◆ Given data:
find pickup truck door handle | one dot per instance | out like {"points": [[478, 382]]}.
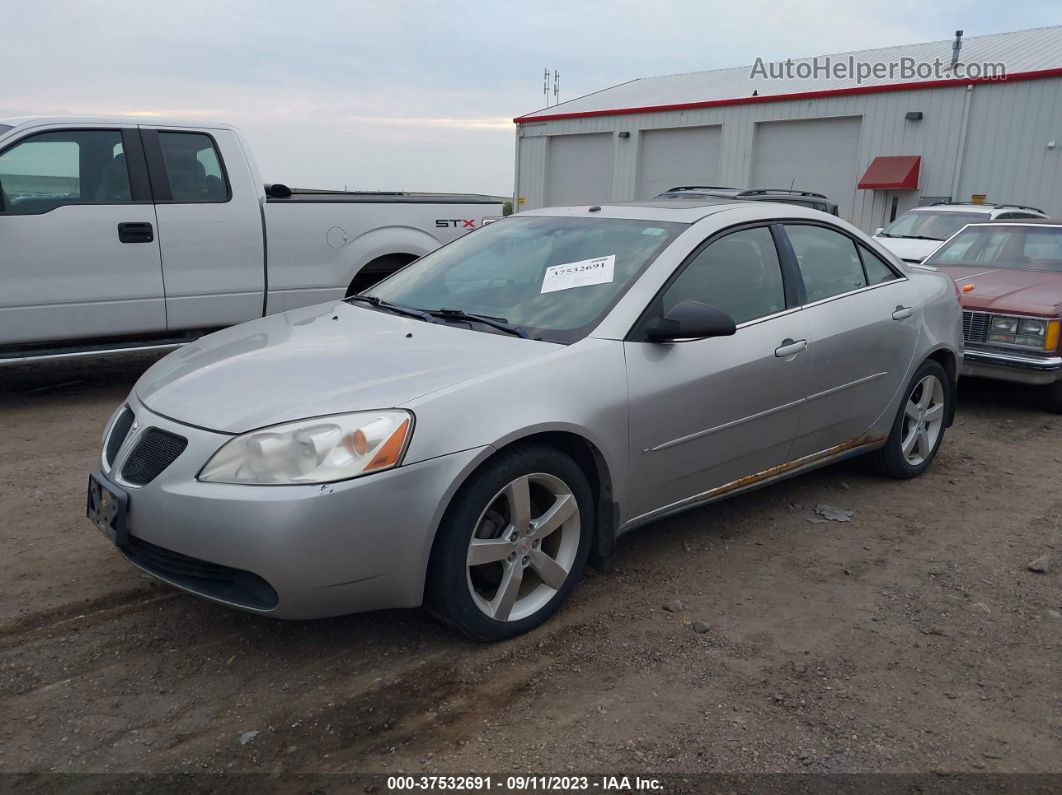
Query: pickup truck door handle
{"points": [[790, 347], [136, 231]]}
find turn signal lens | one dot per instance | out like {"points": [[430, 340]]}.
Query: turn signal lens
{"points": [[318, 450]]}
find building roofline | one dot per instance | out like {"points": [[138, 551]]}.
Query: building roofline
{"points": [[887, 88]]}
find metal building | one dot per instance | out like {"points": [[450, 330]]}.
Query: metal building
{"points": [[946, 128]]}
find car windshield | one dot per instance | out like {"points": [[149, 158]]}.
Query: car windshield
{"points": [[939, 225], [1020, 247], [552, 277]]}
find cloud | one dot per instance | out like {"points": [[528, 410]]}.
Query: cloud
{"points": [[414, 94]]}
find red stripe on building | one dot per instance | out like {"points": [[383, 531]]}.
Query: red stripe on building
{"points": [[1041, 74]]}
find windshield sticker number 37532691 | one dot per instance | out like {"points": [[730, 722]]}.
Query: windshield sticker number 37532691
{"points": [[584, 273]]}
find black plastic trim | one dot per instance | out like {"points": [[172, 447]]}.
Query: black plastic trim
{"points": [[653, 308], [159, 174]]}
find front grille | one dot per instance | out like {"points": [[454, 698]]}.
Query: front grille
{"points": [[975, 326], [118, 433], [154, 451], [210, 580]]}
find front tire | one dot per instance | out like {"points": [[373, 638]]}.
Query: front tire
{"points": [[920, 425], [512, 546]]}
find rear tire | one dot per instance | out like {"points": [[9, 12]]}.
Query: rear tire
{"points": [[512, 545], [919, 427]]}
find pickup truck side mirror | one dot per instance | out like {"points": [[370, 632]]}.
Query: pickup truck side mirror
{"points": [[690, 320]]}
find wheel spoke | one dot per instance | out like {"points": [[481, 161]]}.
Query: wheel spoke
{"points": [[518, 496], [502, 603], [923, 443], [560, 512], [551, 572], [908, 444], [487, 550]]}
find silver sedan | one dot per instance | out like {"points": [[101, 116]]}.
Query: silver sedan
{"points": [[472, 432]]}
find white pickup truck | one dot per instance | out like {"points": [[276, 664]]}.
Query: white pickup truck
{"points": [[119, 234]]}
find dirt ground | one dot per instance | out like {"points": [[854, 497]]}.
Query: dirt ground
{"points": [[911, 639]]}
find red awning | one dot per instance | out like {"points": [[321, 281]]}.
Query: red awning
{"points": [[892, 172]]}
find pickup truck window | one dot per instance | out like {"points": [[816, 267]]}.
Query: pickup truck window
{"points": [[50, 170], [193, 168]]}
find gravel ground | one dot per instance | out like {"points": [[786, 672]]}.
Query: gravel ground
{"points": [[911, 639]]}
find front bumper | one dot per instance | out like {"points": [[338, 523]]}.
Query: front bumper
{"points": [[293, 552], [1015, 367]]}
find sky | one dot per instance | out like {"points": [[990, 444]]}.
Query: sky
{"points": [[416, 94]]}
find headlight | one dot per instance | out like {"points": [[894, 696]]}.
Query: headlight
{"points": [[1007, 325], [318, 450], [1034, 328], [1028, 332]]}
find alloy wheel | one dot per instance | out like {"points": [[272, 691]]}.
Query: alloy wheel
{"points": [[923, 420], [524, 547]]}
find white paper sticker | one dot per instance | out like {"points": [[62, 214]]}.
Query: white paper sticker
{"points": [[584, 273]]}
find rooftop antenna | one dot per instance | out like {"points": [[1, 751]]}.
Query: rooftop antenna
{"points": [[956, 46]]}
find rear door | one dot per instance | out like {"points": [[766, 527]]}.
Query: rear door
{"points": [[705, 413], [210, 227], [864, 317], [79, 254]]}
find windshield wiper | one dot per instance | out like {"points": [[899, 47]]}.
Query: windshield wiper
{"points": [[394, 308], [499, 323]]}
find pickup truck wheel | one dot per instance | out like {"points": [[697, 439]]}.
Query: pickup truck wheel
{"points": [[1052, 397], [377, 271], [512, 545], [919, 427]]}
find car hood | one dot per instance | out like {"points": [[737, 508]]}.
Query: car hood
{"points": [[319, 360], [1008, 290], [909, 248]]}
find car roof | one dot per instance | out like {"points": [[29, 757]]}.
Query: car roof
{"points": [[680, 210], [1024, 222], [33, 121]]}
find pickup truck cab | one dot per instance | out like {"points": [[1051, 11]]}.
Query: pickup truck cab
{"points": [[117, 232]]}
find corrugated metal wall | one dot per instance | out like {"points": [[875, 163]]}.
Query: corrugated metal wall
{"points": [[1004, 153]]}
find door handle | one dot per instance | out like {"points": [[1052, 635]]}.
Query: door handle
{"points": [[136, 231], [790, 347]]}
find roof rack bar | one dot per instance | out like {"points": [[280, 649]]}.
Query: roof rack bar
{"points": [[763, 191]]}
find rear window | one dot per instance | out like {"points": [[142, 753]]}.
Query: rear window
{"points": [[930, 224], [1018, 247]]}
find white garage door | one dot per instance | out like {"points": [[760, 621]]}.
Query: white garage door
{"points": [[579, 169], [812, 154], [673, 157]]}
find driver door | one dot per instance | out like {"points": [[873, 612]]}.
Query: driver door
{"points": [[80, 254], [704, 413]]}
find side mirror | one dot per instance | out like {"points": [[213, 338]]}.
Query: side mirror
{"points": [[690, 320]]}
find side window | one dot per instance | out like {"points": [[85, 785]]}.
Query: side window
{"points": [[193, 168], [739, 274], [827, 259], [67, 167], [875, 268]]}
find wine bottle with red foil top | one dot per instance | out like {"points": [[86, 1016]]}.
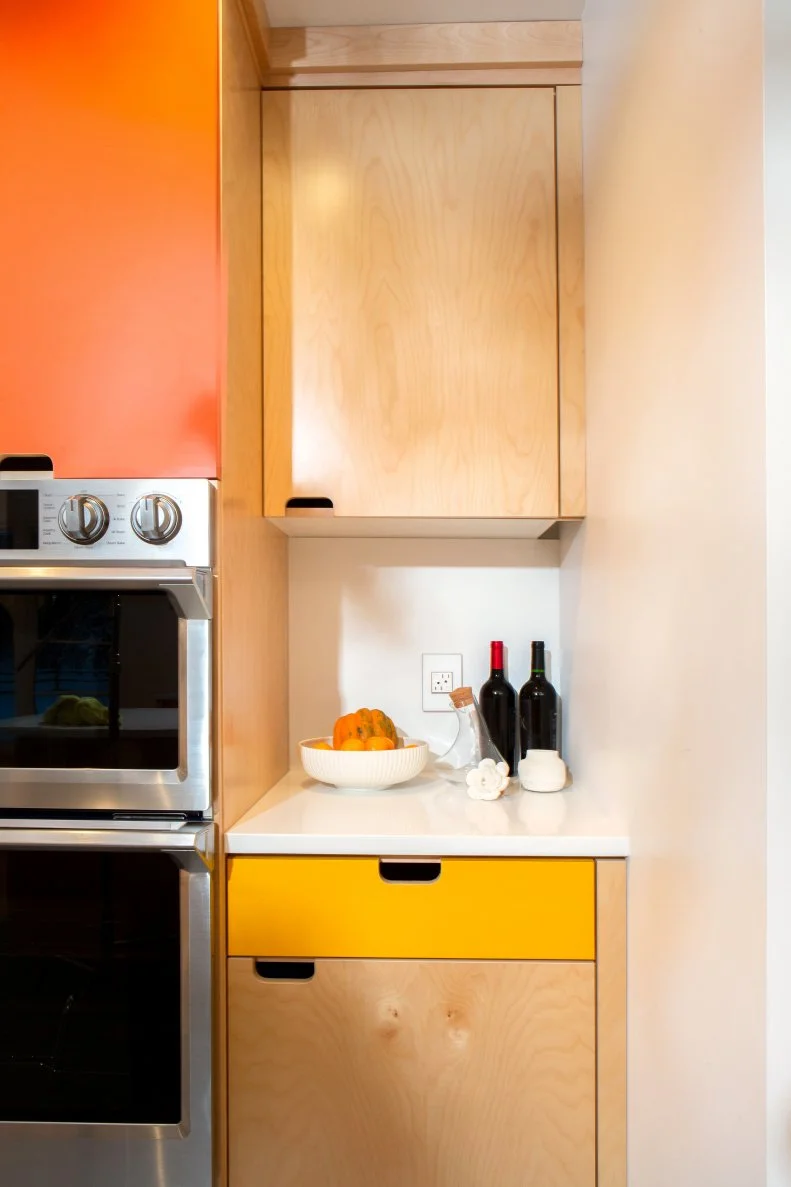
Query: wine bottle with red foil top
{"points": [[498, 702]]}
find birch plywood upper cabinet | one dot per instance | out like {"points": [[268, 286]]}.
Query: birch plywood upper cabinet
{"points": [[413, 317]]}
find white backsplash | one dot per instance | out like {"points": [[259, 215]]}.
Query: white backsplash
{"points": [[362, 613]]}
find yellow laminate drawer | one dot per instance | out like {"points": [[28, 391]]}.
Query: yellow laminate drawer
{"points": [[475, 909]]}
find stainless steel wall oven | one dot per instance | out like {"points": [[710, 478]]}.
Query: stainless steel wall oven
{"points": [[106, 833]]}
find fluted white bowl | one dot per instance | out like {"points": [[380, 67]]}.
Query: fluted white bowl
{"points": [[364, 769]]}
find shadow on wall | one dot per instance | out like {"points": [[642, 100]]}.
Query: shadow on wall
{"points": [[362, 611]]}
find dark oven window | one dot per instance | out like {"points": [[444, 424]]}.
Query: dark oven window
{"points": [[88, 679], [89, 988]]}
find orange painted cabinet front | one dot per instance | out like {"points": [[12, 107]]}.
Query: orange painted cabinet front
{"points": [[109, 303]]}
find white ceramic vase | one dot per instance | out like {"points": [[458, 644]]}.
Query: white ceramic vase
{"points": [[543, 770]]}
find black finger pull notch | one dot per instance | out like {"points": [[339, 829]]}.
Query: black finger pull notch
{"points": [[409, 871], [285, 970]]}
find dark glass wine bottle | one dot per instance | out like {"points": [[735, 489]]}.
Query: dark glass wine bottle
{"points": [[498, 703], [537, 708]]}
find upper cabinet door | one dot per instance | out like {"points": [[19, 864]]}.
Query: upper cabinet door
{"points": [[108, 235], [410, 305]]}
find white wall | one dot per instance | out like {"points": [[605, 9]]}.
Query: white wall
{"points": [[778, 438], [362, 613], [663, 591]]}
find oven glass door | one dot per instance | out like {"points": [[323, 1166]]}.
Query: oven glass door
{"points": [[89, 678], [90, 992]]}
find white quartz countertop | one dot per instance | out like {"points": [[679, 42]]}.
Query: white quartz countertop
{"points": [[426, 817]]}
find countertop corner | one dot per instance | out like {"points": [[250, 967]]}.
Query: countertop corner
{"points": [[428, 817]]}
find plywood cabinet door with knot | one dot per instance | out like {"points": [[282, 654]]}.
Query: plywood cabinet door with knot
{"points": [[412, 1074], [413, 319]]}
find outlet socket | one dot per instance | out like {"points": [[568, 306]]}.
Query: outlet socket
{"points": [[441, 674]]}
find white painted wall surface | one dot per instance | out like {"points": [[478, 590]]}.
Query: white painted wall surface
{"points": [[362, 611], [663, 591], [778, 563]]}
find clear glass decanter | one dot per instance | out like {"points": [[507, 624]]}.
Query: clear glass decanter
{"points": [[473, 744]]}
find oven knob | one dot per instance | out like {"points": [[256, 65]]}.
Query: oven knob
{"points": [[156, 519], [83, 519]]}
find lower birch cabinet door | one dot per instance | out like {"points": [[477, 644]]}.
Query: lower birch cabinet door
{"points": [[402, 1073]]}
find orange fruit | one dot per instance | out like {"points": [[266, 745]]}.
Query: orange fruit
{"points": [[380, 744]]}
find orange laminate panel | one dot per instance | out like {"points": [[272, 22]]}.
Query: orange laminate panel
{"points": [[109, 279]]}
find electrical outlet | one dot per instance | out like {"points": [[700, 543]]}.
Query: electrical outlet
{"points": [[442, 681], [441, 675]]}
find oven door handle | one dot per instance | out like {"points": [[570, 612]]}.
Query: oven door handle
{"points": [[189, 588], [191, 845]]}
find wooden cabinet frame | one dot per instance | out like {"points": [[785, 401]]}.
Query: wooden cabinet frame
{"points": [[568, 324]]}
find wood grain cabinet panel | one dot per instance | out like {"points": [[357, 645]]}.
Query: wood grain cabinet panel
{"points": [[413, 1074], [410, 305]]}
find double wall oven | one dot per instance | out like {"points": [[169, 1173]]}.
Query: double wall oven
{"points": [[106, 833]]}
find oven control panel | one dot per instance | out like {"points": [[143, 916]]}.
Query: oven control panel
{"points": [[154, 520]]}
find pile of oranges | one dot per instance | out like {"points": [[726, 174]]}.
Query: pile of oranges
{"points": [[359, 744]]}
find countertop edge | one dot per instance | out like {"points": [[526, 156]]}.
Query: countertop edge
{"points": [[269, 844]]}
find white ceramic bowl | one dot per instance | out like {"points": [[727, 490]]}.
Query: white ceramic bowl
{"points": [[364, 769]]}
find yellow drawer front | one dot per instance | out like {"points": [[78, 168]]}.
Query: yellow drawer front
{"points": [[476, 909]]}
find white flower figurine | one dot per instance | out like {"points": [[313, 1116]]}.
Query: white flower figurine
{"points": [[488, 780]]}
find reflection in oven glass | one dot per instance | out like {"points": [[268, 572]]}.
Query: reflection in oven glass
{"points": [[88, 679], [89, 988]]}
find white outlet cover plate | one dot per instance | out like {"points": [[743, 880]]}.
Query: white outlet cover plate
{"points": [[436, 661]]}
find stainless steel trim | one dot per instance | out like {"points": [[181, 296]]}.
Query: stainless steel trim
{"points": [[189, 588], [191, 545], [189, 787], [31, 1153], [190, 840]]}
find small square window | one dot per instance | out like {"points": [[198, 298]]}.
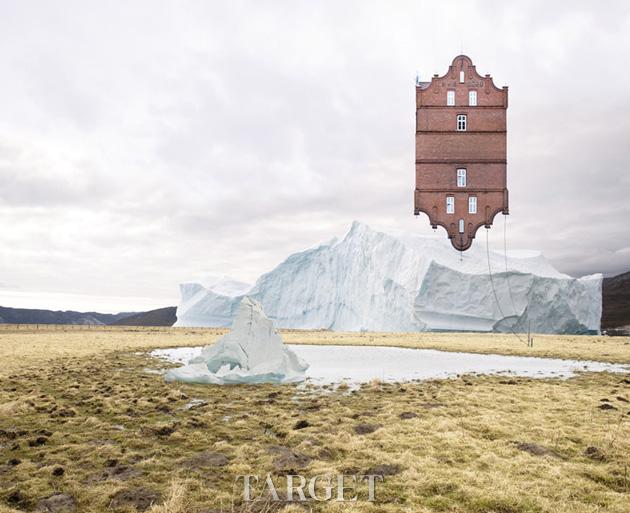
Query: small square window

◆ Your instructions: Here the job is to quote the lines from the one with "find white ceramic bowl" through the end of the material, both included, exactly; please skip the pictures.

◆ Finished exercise:
find white ceramic bowl | one dot per instance | out like {"points": [[727, 490]]}.
Query: white ceramic bowl
{"points": [[364, 769]]}
find yellow drawer front | one dot per instance | out like {"points": [[78, 168]]}.
Query: yellow drawer front
{"points": [[476, 909]]}
find white flower figurine | one dot per instance | out like {"points": [[313, 1116]]}.
Query: white flower figurine
{"points": [[488, 780]]}
find reflection in oven glass | one dot per instance | out like {"points": [[268, 572]]}.
Query: reflection in oven glass
{"points": [[88, 679], [89, 988]]}
find white outlet cover plate | one dot per instance | out like {"points": [[743, 880]]}.
Query: white outlet cover plate
{"points": [[436, 661]]}
find stainless steel trim | one dot per instance | out like {"points": [[181, 296]]}.
Query: stainless steel trim
{"points": [[189, 588], [191, 545], [189, 787], [31, 1153], [190, 840]]}
find small square window | one dot per instance | out like {"points": [[198, 298]]}.
Query: small square window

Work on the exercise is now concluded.